Faced with an expanding market and the potential for uncontrolled growth, Pivotal Projects approached its future with the same insight and clarity clients have come to rely on. According to Welch, the right response was measured growth, identifying the right people to bring on board and staying true to Pivotal’s core values. The results have been impressive. This past year saw the opening of offices in Ottawa, Ontario, and Vancouver, British Columbia, and a re-branding to reflect the firm’s natural evolution.

“We offer management advice to some of the most significant projects across Canada,” Welch says. “It was important to stay true to our core values and map out a strategy that would give us the best opportunity for long-term sustainable growth.”

In 1989, Pivotal Projects was the management services arm of a Toronto-based engineering consulting firm. Its success led to a corporate restructuring orchestrated by Welch and the creation of Pivotal Projects Ltd.  

“Owners were hiring us for objective opinions, so we felt it necessary to extract ourselves from the management of the engineering firm,” Welch says. “It was important to provide clarity in the relationship between the firms.”

In 2006, Pivotal merged with Intex Consulting in Calgary, Alberta, for an instant presence in western Canada and an enlarged client base in Ontario. With that move, the company moved from renovation and renewal projects to nearly all ground-up projects, and Pivotal now boasts offices in Van­couver; Ottawa and Toronto; and Edmonton and Calgary, Alberta.

Pivotal Projects offers real estate development advisory and project management services across Canada and internationally. The company relies on its team based approach and an extensive knowledge base in providing the right advice to clients on new construction and redevelopment projects to large public corporations, institutional clients and developers. and for a variety of asset classes.

“Senior members of the Pivotal team are engaged by institutional investors at the very inception of a project,” the company says. “Our depth of understanding on macro issues surrounding multi-year developments in an evolving economy has proven invaluable to developers of some of the largest projects in Canada.”

Strategic Growth
CEO Archie Roberts, who joined Pivotal Projects with the Intex Consulting merger in 2006, says Pivotal made a decision last year to develop a sustainable organization. This plan will ensure Pivotal Projects survives through the good times and the bad by remaining at a manageable size vs. growing at an uncontrolled rate.

“We didn’t necessarily want to be the biggest, just the best in all the ways our performance is measured by our clients,” Roberts says. “We want to build a business that is sustainable through the lows and the highs. We took the decision to create an organization that would continue to thrive even  through a slower economy.”

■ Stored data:

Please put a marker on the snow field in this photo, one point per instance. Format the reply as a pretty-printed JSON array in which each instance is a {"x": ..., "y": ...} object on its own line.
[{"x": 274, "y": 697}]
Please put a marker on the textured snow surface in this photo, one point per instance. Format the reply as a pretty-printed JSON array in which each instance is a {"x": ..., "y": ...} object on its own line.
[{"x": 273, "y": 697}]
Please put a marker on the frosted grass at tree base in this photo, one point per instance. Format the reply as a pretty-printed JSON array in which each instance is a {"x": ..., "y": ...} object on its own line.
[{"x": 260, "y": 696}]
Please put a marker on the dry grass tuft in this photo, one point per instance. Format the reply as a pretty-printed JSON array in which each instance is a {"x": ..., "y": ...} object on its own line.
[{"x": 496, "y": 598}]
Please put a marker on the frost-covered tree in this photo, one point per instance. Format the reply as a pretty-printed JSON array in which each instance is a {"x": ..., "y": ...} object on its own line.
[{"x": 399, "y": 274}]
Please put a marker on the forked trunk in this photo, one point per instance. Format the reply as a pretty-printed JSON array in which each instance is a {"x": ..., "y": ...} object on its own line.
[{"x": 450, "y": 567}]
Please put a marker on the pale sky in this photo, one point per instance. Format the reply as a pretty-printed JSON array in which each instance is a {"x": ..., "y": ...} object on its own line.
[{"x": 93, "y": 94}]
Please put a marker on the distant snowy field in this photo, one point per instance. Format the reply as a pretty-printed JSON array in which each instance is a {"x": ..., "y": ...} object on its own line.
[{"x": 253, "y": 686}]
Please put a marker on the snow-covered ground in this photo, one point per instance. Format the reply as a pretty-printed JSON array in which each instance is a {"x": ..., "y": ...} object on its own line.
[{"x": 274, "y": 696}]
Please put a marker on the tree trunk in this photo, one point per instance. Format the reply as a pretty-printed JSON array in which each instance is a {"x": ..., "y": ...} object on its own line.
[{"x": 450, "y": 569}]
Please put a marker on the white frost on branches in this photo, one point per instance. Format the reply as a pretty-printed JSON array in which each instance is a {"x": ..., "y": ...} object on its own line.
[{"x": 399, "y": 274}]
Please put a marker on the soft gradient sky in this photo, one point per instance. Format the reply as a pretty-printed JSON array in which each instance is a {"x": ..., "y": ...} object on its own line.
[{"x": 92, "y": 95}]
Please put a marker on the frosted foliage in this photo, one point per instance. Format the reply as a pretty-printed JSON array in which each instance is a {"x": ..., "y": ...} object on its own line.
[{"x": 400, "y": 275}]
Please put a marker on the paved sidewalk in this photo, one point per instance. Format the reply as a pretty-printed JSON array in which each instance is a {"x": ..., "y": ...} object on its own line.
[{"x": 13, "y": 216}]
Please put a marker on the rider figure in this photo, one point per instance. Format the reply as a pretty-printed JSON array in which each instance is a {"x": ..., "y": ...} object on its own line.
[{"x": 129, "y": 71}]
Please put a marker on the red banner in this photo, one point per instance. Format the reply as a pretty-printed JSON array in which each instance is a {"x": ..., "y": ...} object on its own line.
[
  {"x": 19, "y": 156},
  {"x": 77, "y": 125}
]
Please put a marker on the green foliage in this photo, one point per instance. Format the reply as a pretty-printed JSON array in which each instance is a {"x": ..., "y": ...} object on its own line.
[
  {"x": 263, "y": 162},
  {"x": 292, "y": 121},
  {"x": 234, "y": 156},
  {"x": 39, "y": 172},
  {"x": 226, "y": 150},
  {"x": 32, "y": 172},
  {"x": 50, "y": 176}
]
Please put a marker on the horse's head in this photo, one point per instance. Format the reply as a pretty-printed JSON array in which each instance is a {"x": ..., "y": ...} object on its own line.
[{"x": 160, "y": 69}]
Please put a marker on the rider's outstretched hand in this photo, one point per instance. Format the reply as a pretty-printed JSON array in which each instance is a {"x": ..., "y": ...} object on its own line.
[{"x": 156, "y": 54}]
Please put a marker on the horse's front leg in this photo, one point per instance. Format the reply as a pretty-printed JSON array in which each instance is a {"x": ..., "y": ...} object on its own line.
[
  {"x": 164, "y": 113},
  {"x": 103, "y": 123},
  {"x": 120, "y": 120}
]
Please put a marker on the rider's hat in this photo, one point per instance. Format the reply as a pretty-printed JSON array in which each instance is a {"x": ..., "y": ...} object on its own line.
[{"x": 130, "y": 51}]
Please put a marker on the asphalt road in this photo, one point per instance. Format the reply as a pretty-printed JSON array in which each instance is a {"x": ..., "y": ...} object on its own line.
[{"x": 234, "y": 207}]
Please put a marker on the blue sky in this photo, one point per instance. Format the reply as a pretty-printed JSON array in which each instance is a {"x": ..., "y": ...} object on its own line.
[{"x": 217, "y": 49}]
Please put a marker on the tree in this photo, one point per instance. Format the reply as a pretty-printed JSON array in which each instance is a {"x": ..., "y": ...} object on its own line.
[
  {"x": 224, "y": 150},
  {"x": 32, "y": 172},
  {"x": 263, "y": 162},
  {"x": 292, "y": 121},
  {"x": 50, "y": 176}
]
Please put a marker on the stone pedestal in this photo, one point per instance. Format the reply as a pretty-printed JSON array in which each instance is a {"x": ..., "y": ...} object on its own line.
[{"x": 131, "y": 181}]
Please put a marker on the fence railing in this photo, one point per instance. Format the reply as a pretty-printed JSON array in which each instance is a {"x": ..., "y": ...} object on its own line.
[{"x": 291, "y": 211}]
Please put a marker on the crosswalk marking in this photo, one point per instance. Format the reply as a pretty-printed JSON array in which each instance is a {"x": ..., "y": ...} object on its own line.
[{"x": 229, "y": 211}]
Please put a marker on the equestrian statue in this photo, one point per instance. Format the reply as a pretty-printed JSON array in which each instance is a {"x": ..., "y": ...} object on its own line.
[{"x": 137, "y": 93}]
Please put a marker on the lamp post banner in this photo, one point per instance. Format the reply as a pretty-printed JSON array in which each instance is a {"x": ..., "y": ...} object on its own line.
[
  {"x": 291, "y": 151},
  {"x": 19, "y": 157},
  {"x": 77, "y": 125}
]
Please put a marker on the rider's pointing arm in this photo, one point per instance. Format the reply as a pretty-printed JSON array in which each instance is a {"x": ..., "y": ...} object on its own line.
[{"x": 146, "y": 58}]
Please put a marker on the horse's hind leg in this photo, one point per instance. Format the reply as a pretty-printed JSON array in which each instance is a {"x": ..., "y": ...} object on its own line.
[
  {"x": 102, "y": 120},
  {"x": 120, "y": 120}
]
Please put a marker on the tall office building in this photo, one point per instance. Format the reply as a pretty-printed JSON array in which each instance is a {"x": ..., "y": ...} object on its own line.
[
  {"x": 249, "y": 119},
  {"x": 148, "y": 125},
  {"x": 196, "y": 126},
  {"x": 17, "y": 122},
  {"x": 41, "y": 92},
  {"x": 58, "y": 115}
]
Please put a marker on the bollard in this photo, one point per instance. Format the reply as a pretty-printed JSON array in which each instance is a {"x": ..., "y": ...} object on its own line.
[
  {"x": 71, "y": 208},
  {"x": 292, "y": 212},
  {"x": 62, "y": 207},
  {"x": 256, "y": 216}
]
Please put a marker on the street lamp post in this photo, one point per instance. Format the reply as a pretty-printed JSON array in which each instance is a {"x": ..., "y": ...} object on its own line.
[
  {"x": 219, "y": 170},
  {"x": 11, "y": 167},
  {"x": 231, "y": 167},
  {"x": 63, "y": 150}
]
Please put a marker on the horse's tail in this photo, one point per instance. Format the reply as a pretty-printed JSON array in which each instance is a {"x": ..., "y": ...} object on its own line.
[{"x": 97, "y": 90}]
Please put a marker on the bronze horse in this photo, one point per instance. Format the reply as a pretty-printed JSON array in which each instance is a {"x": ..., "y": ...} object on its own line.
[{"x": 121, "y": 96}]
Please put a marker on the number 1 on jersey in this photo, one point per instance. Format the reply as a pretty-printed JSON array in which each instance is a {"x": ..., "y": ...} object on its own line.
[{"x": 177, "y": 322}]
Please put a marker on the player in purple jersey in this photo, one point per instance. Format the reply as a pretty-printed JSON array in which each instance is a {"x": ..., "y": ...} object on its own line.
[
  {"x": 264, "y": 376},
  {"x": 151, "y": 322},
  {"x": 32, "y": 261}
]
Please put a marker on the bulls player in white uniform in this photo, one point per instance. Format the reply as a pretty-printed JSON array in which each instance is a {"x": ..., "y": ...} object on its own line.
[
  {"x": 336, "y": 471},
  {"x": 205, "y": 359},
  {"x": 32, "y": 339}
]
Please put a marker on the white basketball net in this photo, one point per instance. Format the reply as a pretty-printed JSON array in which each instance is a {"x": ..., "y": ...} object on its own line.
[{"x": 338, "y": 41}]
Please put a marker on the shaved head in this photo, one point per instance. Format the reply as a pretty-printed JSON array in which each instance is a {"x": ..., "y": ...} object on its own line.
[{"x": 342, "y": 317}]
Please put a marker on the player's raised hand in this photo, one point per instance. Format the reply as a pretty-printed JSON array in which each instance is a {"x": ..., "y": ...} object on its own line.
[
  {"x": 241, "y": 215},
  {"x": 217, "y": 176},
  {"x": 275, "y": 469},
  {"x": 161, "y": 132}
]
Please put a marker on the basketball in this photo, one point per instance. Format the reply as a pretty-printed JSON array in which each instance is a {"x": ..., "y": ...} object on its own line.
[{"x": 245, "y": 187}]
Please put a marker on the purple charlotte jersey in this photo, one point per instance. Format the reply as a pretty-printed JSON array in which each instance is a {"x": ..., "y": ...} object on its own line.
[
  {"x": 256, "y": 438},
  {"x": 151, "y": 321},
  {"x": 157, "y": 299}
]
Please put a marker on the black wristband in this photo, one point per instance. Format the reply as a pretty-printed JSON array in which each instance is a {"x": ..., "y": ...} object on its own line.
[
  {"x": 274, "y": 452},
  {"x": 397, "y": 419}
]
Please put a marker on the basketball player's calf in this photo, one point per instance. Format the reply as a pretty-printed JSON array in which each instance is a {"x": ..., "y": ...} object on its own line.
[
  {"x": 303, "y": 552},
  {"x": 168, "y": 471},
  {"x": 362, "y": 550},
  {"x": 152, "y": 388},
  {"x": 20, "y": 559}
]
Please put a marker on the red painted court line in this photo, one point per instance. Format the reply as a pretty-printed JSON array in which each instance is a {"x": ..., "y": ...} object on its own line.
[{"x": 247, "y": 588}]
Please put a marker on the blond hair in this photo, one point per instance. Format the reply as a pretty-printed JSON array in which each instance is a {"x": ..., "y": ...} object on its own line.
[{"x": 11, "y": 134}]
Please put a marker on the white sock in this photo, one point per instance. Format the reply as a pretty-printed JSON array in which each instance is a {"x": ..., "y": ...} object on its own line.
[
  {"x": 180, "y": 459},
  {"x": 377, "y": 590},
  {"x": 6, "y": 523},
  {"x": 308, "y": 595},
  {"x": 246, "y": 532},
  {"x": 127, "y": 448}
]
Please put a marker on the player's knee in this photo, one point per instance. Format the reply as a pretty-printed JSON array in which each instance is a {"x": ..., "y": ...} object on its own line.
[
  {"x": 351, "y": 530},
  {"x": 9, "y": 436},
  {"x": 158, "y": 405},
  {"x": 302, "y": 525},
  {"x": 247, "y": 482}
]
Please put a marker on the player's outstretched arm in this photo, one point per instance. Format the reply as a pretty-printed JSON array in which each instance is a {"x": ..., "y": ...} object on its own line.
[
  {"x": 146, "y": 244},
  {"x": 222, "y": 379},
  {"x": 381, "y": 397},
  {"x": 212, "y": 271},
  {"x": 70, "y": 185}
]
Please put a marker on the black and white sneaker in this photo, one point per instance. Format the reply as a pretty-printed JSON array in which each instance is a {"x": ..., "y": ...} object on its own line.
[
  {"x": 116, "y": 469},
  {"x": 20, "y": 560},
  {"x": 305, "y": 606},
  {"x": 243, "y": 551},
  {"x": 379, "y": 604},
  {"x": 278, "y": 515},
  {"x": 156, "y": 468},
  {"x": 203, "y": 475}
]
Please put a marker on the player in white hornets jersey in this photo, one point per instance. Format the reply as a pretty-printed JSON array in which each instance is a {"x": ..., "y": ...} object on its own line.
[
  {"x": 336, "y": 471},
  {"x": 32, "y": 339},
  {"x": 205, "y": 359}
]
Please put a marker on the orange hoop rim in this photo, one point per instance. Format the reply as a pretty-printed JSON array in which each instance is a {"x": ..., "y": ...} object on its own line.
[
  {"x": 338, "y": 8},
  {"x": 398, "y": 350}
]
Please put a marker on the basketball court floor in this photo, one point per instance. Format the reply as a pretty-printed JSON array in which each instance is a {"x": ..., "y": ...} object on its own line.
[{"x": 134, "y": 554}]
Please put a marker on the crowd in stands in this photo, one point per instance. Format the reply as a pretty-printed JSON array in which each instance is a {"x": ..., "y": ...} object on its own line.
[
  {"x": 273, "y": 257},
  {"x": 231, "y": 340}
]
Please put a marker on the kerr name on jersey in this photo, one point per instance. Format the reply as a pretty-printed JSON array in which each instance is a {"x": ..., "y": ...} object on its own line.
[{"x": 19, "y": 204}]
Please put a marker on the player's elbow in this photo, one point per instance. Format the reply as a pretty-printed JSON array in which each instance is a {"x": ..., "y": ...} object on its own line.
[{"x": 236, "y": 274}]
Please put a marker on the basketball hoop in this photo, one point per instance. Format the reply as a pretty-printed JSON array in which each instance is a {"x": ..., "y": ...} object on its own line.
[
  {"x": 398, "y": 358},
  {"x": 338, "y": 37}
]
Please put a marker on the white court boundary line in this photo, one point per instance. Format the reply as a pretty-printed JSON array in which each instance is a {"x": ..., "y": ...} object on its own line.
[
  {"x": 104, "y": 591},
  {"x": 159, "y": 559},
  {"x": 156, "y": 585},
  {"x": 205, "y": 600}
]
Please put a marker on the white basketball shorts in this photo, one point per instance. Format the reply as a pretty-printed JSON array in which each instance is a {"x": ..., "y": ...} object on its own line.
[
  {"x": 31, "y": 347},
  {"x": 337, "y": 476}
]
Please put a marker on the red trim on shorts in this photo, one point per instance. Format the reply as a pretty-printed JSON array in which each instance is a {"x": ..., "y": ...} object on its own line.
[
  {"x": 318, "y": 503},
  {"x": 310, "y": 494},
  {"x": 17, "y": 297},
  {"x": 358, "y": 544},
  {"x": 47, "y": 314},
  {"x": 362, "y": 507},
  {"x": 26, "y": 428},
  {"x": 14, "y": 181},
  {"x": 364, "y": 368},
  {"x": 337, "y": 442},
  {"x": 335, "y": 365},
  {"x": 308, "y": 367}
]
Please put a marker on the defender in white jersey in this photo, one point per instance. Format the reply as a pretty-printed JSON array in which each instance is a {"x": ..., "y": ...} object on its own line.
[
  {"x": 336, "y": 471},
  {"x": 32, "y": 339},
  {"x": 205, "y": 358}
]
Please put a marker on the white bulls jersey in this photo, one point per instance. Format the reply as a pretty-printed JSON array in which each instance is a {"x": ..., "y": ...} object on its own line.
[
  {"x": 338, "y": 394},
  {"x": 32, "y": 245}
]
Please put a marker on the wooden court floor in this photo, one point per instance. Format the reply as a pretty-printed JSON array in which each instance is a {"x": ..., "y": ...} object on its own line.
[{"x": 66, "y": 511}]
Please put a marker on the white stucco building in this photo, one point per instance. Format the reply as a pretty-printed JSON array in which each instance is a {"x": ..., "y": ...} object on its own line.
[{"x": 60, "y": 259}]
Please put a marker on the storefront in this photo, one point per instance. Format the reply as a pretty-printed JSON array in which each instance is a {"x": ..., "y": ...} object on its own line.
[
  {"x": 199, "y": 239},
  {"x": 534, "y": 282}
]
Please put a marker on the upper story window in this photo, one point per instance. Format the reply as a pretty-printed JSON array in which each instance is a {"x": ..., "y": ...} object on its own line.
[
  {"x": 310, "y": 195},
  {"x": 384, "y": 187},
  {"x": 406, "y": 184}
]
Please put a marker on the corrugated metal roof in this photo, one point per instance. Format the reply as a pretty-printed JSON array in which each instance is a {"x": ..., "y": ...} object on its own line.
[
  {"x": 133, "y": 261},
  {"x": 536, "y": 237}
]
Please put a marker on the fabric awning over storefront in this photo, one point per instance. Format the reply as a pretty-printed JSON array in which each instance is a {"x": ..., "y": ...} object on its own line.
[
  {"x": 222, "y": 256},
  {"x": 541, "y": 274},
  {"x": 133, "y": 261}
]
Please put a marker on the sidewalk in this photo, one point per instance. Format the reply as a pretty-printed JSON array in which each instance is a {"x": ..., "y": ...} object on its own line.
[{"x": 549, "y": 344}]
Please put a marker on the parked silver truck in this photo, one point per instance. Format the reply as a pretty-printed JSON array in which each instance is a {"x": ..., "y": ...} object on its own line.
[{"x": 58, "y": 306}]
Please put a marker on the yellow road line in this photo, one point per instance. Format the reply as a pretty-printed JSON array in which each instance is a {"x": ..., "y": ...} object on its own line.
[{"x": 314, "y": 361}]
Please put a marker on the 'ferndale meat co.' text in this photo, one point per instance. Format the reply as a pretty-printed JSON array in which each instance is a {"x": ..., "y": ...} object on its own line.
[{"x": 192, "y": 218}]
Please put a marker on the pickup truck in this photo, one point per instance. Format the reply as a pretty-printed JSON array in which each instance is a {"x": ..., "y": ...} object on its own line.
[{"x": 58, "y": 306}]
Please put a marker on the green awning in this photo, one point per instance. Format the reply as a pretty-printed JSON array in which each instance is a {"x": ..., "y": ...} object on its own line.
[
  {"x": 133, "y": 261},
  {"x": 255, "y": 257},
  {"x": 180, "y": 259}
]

■ What you need to do:
**A)** According to the excerpt on Pivotal Projects, which firm did Pivotal merge with in 2006?
**B)** Echo the excerpt on Pivotal Projects word for word, starting with "Faced with an" and going on through "firm’s natural evolution.".

■ The responses:
**A)** Intex Consulting in Calgary, Alberta.

**B)**
Faced with an expanding market and the potential for uncontrolled growth, Pivotal Projects approached its future with the same insight and clarity clients have come to rely on. According to Welch, the right response was measured growth, identifying the right people to bring on board and staying true to Pivotal’s core values. The results have been impressive. This past year saw the opening of offices in Ottawa, Ontario, and Vancouver, British Columbia, and a re-branding to reflect the firm’s natural evolution.